▶ WHAT THE EXERCISE ASKS
In the forest database abstract, edit everything from "The North American Forest Database: going" down to "21;190(6):350. doi: 10.1007/s10661-018-6649-8." so that "statistics" becomes "figures", and give that stretch again.

▶ PASSAGE TO READ

┏━━

The North American Forest Database: going beyond national-level forest resource assessment statistics

Environ Monit Assess. 2018 May 21;190(6):350. doi: 10.1007/s10661-018-6649-8.

Abstract

Forests cannot be managed sustainably without reliable data to inform decisions. National Forest Inventories (NFI) tend to report national statistics, with sub-national stratification based on domestic ecological classification systems. It is becoming increasingly important to be able to report statistics on ecosystems that span international borders, as global change and globalization expand stakeholders' spheres of concern. The state of a transnational ecosystem can only be properly assessed by examining the entire ecosystem. In global forest resource assessments, it may be useful to break national statistics down by ecosystem, especially for large countries. The Inventory and Monitoring Working Group (IMWG) of the North American Forest Commission (NAFC) has begun developing a harmonized North American Forest Database (NAFD) for managing forest inventory data, enabling consistent, continental-scale forest assessment supporting ecosystem-level reporting and relational queries. The first iteration of the database contains data describing 1.9 billion ha, including 677.5 million ha of forest. Data harmonization is made challenging by the existence of definitions and methodologies tailored to suit national circumstances, emerging from each country's professional forestry development. This paper reports the methods used to synchronize three national forest inventories, starting with a small suite of variables and attributes.

┗━━

▶ GIVEN INFORMATION
┏━━

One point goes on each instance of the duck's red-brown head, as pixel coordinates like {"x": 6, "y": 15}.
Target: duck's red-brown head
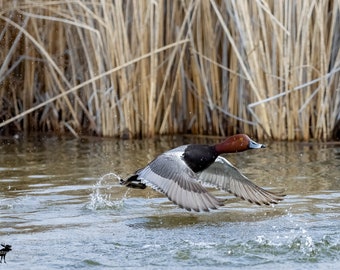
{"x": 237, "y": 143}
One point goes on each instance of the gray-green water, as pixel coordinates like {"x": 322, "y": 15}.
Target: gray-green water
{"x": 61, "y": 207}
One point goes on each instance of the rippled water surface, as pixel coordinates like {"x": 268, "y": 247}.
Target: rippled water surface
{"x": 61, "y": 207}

┗━━
┏━━

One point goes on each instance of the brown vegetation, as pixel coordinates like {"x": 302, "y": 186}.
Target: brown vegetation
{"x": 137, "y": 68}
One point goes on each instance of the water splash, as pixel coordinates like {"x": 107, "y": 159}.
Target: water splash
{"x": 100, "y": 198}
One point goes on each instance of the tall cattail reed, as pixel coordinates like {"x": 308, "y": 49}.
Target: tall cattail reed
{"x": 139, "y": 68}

┗━━

▶ IN RESPONSE
The North American Forest Database: going beyond national-level forest resource assessment figures

Environ Monit Assess. 2018 May 21;190(6):350. doi: 10.1007/s10661-018-6649-8.